#### WHAT IS REQUIRED:
Transcribe all of the entries below verbatim, reproducing each line without any change.

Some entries
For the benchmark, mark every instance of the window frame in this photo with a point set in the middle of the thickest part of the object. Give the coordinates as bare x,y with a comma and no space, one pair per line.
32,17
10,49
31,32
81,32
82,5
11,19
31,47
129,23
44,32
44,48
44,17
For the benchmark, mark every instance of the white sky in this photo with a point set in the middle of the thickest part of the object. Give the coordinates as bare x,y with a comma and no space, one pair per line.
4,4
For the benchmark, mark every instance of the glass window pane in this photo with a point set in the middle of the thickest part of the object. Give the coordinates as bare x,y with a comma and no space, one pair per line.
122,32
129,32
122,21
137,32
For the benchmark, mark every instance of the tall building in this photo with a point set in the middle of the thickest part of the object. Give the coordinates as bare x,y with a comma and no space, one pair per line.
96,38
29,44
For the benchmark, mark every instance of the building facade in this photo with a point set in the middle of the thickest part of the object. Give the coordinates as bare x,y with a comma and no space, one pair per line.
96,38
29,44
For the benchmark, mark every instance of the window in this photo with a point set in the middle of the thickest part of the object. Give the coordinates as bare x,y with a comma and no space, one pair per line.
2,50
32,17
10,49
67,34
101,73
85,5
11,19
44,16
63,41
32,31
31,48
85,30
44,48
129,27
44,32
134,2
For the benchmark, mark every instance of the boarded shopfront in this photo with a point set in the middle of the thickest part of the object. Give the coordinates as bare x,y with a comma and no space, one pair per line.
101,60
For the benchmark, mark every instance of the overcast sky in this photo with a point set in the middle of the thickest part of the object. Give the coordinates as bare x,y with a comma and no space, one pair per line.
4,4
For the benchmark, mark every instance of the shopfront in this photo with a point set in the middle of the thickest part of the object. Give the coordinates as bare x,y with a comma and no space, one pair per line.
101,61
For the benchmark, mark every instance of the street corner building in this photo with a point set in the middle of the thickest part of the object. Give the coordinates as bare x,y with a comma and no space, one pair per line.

#### SOLUTION TO THIS PROBLEM:
For the benchmark, mark every instance of the window frame in this photo with a point set in the middle of the thickest part of the object. Give the coordinates as bare x,y with a comma and no space, one pair per line.
32,17
10,49
31,32
81,32
82,5
11,19
31,47
129,23
44,32
44,48
44,17
For the benchmark, mark every instance of the white sky in this photo with a point set in the middle of the thickest part of the object. Give the coordinates as bare x,y with a comma and no space, one pair per line.
4,4
For the benchmark, mark every instance of the glass window pane in this photo with a point set in the middle of the thickest part of the object. Give the coordinates as bare x,y with a comma and no space, one pair per line.
122,32
129,32
122,21
137,32
For the benchmark, mark every instance of the tall building in this photo with a point set in the middle of the thickest part of the object. Give the coordinates as bare x,y with a comma and no space, one pair per line.
96,38
29,44
For the benchmark, mark every instance of the building facade in this photo with a point set in the middle of the thickest part of the object. Give the coordinates as bare x,y with a comma and no space, one pair per line.
96,38
29,44
For the benchmark, mark every instance of the window in this photo with a point set in the middle of the thickest part of the object. Give the coordinates as bare x,y with a comma and no space, one pair per line.
2,50
32,17
10,49
67,34
101,73
85,5
11,19
44,16
63,41
32,31
31,48
85,30
44,48
129,27
44,32
134,2
For the benchmark, mark every instance of the boarded shopfront in this photo with a point set in the middle of the thickest part of the object. Give the coordinates as bare x,y with a comma and no space, one pair per line.
101,60
For the benchmark, mark every instance of the overcast sky in this photo with a point set in the middle of the thickest part of the object. Give the coordinates as bare x,y with a comma and no space, one pair per line.
4,4
For the benchmark, mark every instance of the shopfront in this photo with a point set in the middle of the thickest part of the object. Give the coordinates as bare x,y with a comma and no space, one pair per line.
101,61
For the benchmark, mark every instance of the street corner building in this photo with a point set in the middle of the thickest part of the object. Give the coordinates as bare x,y with a comma and no space, one pair per line.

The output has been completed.